Region labeling items

━━━━━━━━━━━━━━━━

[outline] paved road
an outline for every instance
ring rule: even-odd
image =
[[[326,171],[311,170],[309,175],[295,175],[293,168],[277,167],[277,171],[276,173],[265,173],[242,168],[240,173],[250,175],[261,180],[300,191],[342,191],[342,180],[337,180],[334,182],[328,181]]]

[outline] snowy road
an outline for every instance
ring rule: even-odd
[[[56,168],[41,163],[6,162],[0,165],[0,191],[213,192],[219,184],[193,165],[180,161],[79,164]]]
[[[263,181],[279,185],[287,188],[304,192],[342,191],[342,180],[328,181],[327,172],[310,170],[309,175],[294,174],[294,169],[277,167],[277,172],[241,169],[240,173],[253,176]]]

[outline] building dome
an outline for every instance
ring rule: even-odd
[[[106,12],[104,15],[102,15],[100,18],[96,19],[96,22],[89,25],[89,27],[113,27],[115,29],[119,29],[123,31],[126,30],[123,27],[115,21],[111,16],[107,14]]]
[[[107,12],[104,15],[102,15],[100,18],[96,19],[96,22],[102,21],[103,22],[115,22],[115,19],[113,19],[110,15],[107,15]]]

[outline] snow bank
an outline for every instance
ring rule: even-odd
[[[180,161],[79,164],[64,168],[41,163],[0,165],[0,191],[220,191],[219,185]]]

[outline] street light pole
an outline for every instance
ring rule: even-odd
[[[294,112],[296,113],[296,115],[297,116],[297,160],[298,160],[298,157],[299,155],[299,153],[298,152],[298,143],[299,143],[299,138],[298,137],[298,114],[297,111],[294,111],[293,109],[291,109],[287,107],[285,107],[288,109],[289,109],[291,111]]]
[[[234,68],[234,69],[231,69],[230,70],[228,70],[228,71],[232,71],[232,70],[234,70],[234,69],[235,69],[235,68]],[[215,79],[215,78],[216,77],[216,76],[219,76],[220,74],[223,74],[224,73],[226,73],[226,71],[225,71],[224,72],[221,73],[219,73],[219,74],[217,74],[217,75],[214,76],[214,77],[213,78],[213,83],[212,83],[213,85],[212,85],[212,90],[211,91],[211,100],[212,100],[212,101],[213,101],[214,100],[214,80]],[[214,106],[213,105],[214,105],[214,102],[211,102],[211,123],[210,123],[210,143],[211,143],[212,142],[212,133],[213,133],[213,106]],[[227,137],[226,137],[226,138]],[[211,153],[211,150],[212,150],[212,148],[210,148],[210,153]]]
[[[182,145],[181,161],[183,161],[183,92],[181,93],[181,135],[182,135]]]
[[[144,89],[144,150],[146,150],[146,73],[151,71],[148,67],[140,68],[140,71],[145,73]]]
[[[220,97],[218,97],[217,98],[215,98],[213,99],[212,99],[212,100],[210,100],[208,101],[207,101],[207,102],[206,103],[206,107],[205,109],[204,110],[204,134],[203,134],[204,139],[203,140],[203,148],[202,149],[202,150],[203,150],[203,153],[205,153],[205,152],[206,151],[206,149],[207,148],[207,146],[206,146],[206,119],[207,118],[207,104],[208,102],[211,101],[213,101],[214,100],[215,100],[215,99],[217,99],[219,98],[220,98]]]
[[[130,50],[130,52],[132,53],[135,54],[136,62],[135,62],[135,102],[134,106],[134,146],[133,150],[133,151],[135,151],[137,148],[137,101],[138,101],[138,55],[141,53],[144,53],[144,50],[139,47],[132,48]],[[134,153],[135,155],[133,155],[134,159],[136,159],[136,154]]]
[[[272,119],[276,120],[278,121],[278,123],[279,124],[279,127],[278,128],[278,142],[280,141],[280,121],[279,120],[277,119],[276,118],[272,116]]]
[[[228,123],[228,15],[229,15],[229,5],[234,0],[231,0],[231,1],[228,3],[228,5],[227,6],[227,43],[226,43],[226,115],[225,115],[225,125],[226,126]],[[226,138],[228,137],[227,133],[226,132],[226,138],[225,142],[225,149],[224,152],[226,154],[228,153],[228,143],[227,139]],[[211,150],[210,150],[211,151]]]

━━━━━━━━━━━━━━━━

▸ **Aim of the task**
Repeat the records above exactly, from the first line to the last.

▸ **Correct answer**
[outline] paved road
an outline for every instance
ring rule: even-odd
image =
[[[326,171],[311,170],[309,175],[295,175],[293,168],[277,167],[277,171],[276,173],[265,173],[242,168],[240,173],[250,175],[261,180],[300,191],[342,191],[342,180],[337,180],[334,182],[328,181]]]

[outline] snowy road
an outline for every instance
ring rule: even-odd
[[[56,168],[41,163],[6,162],[0,165],[0,191],[213,192],[219,184],[193,165],[180,161],[79,164]]]
[[[263,181],[279,185],[287,188],[304,192],[342,191],[342,180],[328,181],[327,172],[310,170],[309,175],[294,174],[294,169],[277,167],[277,172],[241,169],[240,173],[253,176]]]

[outline] building dome
an outline for every instance
ring rule: even-odd
[[[106,12],[104,15],[102,15],[100,18],[96,19],[96,22],[89,25],[89,27],[113,27],[115,29],[119,29],[123,31],[126,30],[123,27],[115,21],[111,16],[107,14]]]
[[[107,12],[104,15],[102,15],[100,18],[96,19],[96,22],[102,21],[103,22],[115,22],[115,19],[113,19],[110,15],[107,15]]]

[outline] snow bank
an outline for every instance
ring rule: even-odd
[[[180,161],[79,164],[64,168],[41,163],[0,165],[0,191],[220,191],[219,185]]]

[outline] street light pole
an outline for every instance
ring rule: even-odd
[[[294,112],[296,113],[296,115],[297,116],[297,160],[298,160],[298,157],[299,155],[299,153],[298,152],[298,143],[299,143],[299,138],[298,137],[298,114],[297,111],[294,111],[293,109],[291,109],[287,107],[285,107],[288,109],[289,109],[291,111]]]
[[[234,68],[234,69],[231,69],[230,70],[228,70],[228,71],[232,71],[232,70],[234,70],[234,69],[235,69],[235,68]],[[215,79],[215,78],[216,77],[216,76],[219,76],[220,74],[223,74],[224,73],[226,73],[226,71],[225,71],[224,72],[221,73],[219,73],[219,74],[217,74],[217,75],[214,76],[214,77],[213,78],[213,83],[212,83],[213,85],[212,85],[212,90],[211,91],[211,100],[212,100],[212,101],[213,101],[214,100],[214,80]],[[214,106],[213,105],[214,105],[214,102],[211,102],[211,123],[210,123],[210,143],[211,143],[212,142],[212,133],[213,133],[213,106]],[[227,137],[226,137],[226,138]],[[211,153],[211,150],[212,150],[212,148],[210,148],[210,153]]]
[[[182,145],[181,161],[183,161],[183,92],[181,93],[181,135],[182,135]]]
[[[144,89],[144,150],[146,150],[146,73],[151,71],[148,67],[140,68],[140,71],[145,73]]]
[[[220,97],[218,97],[217,98],[215,98],[213,99],[212,99],[212,100],[210,100],[208,101],[207,101],[207,102],[206,103],[206,107],[205,109],[204,110],[204,134],[203,134],[204,139],[203,140],[203,148],[202,149],[202,150],[203,150],[203,153],[205,153],[205,152],[206,151],[206,149],[207,148],[207,146],[206,146],[206,119],[207,118],[207,104],[208,102],[211,101],[213,101],[214,100],[215,100],[215,99],[217,99],[219,98],[220,98]]]
[[[130,50],[130,52],[132,53],[135,54],[136,62],[135,62],[135,102],[134,106],[134,146],[133,150],[133,151],[135,151],[137,148],[137,101],[138,101],[138,55],[141,53],[144,53],[144,50],[139,47],[132,48]],[[134,153],[135,155],[133,155],[134,159],[136,159],[136,154]]]
[[[272,119],[276,120],[278,121],[278,123],[279,124],[279,127],[278,128],[278,142],[280,141],[280,121],[279,120],[277,119],[276,118],[272,116]]]
[[[228,123],[228,15],[229,15],[229,5],[234,0],[231,0],[231,1],[228,3],[228,5],[227,6],[227,43],[226,43],[226,115],[225,115],[225,125],[226,126]],[[226,138],[228,137],[227,133],[226,132],[226,138],[225,142],[225,149],[224,152],[226,154],[228,153],[228,143],[227,139]],[[211,150],[210,150],[211,151]]]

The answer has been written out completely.